Start of Given records

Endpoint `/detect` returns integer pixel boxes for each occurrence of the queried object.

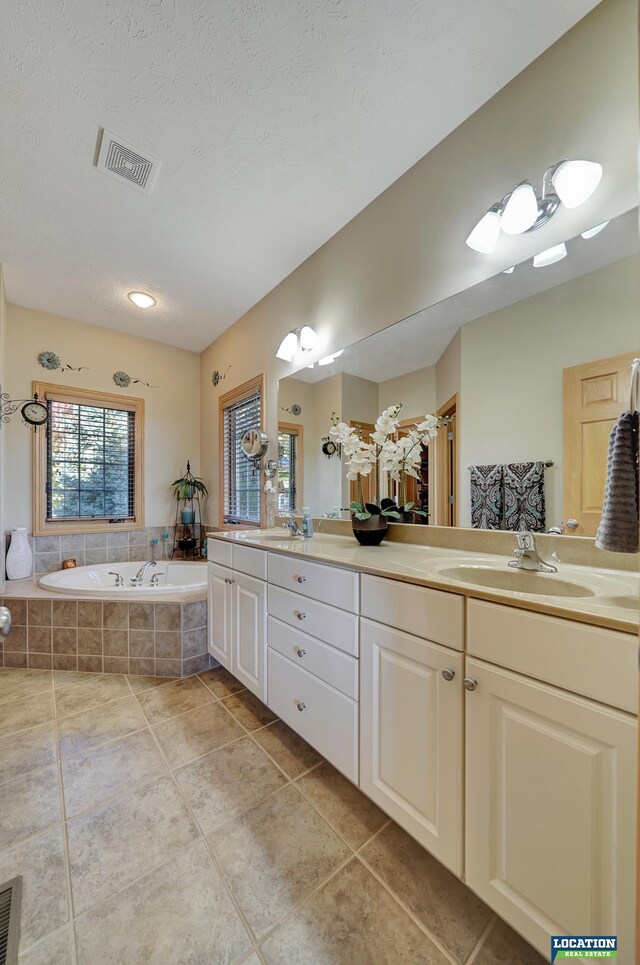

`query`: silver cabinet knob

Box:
[296,701,306,712]
[296,648,306,658]
[0,606,11,639]
[566,519,579,531]
[296,575,306,583]
[441,668,455,681]
[463,677,477,692]
[296,612,306,621]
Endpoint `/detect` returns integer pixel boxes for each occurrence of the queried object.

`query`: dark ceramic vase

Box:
[351,512,387,546]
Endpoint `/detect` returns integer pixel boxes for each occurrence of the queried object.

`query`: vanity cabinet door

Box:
[207,562,232,671]
[465,657,637,962]
[231,572,267,702]
[360,619,464,875]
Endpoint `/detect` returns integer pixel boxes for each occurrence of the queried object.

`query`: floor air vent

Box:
[0,876,21,965]
[96,130,160,194]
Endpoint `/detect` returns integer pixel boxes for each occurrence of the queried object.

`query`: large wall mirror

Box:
[278,207,638,535]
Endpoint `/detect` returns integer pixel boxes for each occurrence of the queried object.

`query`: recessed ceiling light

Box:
[127,291,156,309]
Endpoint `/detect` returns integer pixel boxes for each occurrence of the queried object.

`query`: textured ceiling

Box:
[0,0,600,351]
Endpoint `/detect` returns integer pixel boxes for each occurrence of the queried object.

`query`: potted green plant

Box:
[172,462,208,550]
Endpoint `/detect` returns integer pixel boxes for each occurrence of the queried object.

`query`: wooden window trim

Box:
[33,381,145,536]
[436,393,459,527]
[218,374,265,530]
[278,421,304,512]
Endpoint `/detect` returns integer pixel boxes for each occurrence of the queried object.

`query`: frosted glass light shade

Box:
[276,331,298,361]
[552,160,602,209]
[501,183,539,235]
[318,350,344,366]
[466,209,501,253]
[299,325,319,351]
[533,243,567,268]
[581,221,609,239]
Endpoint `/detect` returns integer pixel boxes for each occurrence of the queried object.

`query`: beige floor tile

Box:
[360,822,492,962]
[176,736,287,834]
[55,674,130,719]
[261,857,448,965]
[152,700,245,768]
[0,721,57,784]
[67,774,199,914]
[57,696,146,759]
[209,784,350,938]
[74,840,250,965]
[0,691,54,739]
[136,675,215,724]
[473,918,546,965]
[253,720,323,779]
[220,690,277,731]
[198,666,246,698]
[18,924,74,965]
[0,827,68,949]
[0,670,52,705]
[296,762,387,849]
[0,764,61,852]
[61,730,167,817]
[126,674,172,694]
[240,955,261,965]
[53,671,97,690]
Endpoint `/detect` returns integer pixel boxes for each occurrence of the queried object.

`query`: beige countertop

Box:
[208,529,639,634]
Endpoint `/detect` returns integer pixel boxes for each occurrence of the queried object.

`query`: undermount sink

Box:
[237,530,303,542]
[436,564,595,598]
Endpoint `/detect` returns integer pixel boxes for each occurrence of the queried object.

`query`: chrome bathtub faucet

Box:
[508,532,557,573]
[108,571,124,587]
[131,560,157,586]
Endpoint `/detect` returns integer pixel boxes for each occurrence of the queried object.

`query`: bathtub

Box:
[39,561,207,596]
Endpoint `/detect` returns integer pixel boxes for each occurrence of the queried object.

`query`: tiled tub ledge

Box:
[0,593,210,678]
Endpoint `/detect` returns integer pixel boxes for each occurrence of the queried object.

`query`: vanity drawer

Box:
[268,553,359,613]
[267,648,358,782]
[267,616,358,700]
[467,600,638,714]
[361,575,464,651]
[207,538,232,568]
[268,585,358,656]
[232,544,267,581]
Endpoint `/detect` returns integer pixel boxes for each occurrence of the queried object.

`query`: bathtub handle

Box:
[150,573,166,586]
[108,571,124,587]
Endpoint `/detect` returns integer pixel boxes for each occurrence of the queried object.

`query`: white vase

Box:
[6,528,33,580]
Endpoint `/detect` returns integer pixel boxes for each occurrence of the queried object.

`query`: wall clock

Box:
[21,399,49,426]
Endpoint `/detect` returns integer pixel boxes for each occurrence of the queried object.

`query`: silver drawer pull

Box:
[296,648,306,658]
[441,668,455,682]
[296,612,306,621]
[463,677,477,692]
[296,701,306,712]
[296,575,306,583]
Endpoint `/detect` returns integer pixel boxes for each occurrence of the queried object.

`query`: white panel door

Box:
[231,572,267,701]
[360,618,464,875]
[207,562,232,670]
[465,657,637,962]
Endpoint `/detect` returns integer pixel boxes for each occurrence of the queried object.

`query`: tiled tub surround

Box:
[0,665,545,964]
[0,597,209,677]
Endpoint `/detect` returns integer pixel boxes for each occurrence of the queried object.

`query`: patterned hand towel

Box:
[470,465,503,529]
[595,411,639,554]
[503,462,545,533]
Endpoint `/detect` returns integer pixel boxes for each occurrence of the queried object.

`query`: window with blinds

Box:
[278,430,298,514]
[46,400,136,520]
[222,388,262,524]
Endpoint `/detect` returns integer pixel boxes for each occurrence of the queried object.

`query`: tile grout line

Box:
[464,914,498,965]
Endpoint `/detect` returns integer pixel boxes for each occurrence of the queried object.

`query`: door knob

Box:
[566,519,579,532]
[441,668,455,681]
[0,606,11,639]
[463,677,477,692]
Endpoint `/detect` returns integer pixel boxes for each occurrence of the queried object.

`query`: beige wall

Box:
[459,255,639,527]
[378,365,436,419]
[200,0,639,526]
[435,330,461,411]
[0,268,6,582]
[3,304,201,531]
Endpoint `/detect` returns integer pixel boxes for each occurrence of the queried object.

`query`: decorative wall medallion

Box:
[211,365,231,387]
[37,351,88,373]
[112,371,157,389]
[281,403,302,416]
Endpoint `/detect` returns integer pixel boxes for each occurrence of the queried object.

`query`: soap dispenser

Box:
[302,507,314,538]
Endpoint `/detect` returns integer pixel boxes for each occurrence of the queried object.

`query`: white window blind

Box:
[46,400,135,520]
[277,430,297,514]
[223,389,262,524]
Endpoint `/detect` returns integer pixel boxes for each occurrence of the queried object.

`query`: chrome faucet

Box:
[131,560,157,585]
[508,532,557,573]
[108,571,124,587]
[283,516,304,537]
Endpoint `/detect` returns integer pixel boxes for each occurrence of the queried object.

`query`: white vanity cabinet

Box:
[207,539,267,701]
[465,601,638,961]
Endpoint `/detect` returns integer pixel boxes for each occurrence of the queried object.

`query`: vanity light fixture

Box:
[533,242,567,268]
[502,266,516,274]
[318,350,344,366]
[466,159,603,254]
[581,221,609,240]
[127,291,156,309]
[276,326,320,362]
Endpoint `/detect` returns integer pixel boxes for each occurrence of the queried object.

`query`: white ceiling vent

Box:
[96,130,160,194]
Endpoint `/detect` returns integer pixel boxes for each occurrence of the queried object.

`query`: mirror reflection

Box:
[278,208,639,535]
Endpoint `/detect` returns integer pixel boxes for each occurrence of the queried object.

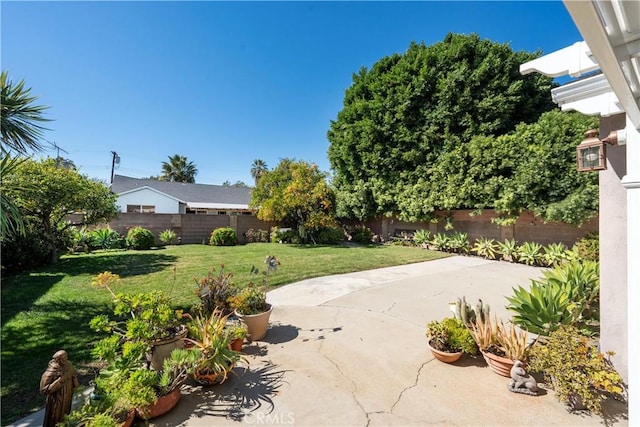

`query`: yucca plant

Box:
[543,242,568,267]
[517,241,543,266]
[473,237,497,260]
[497,238,518,262]
[159,229,177,245]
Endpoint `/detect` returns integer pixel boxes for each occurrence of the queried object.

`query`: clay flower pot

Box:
[427,340,463,363]
[235,304,273,341]
[481,350,515,377]
[136,386,181,419]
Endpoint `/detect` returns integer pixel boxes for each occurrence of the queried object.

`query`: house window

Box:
[126,204,155,213]
[217,211,227,216]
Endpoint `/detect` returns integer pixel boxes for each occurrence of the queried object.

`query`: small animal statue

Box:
[40,350,80,427]
[508,360,539,396]
[265,255,280,273]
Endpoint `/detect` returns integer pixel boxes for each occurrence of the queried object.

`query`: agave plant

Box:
[506,278,579,336]
[473,237,498,260]
[543,242,568,267]
[497,238,518,262]
[517,242,543,266]
[412,229,431,247]
[431,233,450,252]
[448,231,470,254]
[542,260,600,322]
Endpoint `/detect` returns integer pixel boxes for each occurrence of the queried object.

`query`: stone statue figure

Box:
[508,360,539,396]
[40,350,80,427]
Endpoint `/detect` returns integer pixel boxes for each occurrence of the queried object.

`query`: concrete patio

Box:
[12,256,628,426]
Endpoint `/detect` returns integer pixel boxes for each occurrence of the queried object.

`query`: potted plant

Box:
[88,332,198,422]
[184,311,246,385]
[91,272,187,370]
[228,286,273,341]
[529,325,625,414]
[193,265,238,317]
[225,319,248,351]
[425,318,478,363]
[469,315,531,377]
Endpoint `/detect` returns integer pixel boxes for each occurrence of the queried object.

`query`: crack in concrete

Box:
[389,360,431,414]
[385,301,396,313]
[317,338,370,426]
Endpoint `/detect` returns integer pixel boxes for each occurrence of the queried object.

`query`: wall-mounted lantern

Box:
[577,129,606,171]
[576,129,626,172]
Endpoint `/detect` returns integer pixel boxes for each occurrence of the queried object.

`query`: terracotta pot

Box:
[193,365,233,385]
[136,386,181,419]
[120,410,135,427]
[230,338,244,352]
[481,350,515,377]
[427,340,463,363]
[235,304,273,341]
[149,327,188,371]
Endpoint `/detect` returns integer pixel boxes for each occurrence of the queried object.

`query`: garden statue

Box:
[40,350,80,427]
[266,255,280,273]
[508,360,539,396]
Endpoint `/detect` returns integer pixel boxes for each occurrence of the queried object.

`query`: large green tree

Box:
[327,33,556,220]
[395,110,599,225]
[250,159,336,239]
[2,158,118,264]
[161,154,198,183]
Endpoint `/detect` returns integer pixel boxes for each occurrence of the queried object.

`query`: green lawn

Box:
[1,243,446,425]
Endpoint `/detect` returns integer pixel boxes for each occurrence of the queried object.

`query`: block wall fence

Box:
[350,209,598,247]
[108,209,598,248]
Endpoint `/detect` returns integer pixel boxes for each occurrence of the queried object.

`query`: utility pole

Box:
[46,140,68,168]
[110,151,120,183]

End of Given records

# Description of the task
Above are the records. Copy every line in them holding "floor".

# Solution to this problem
`query`: floor air vent
`query`: beige floor tile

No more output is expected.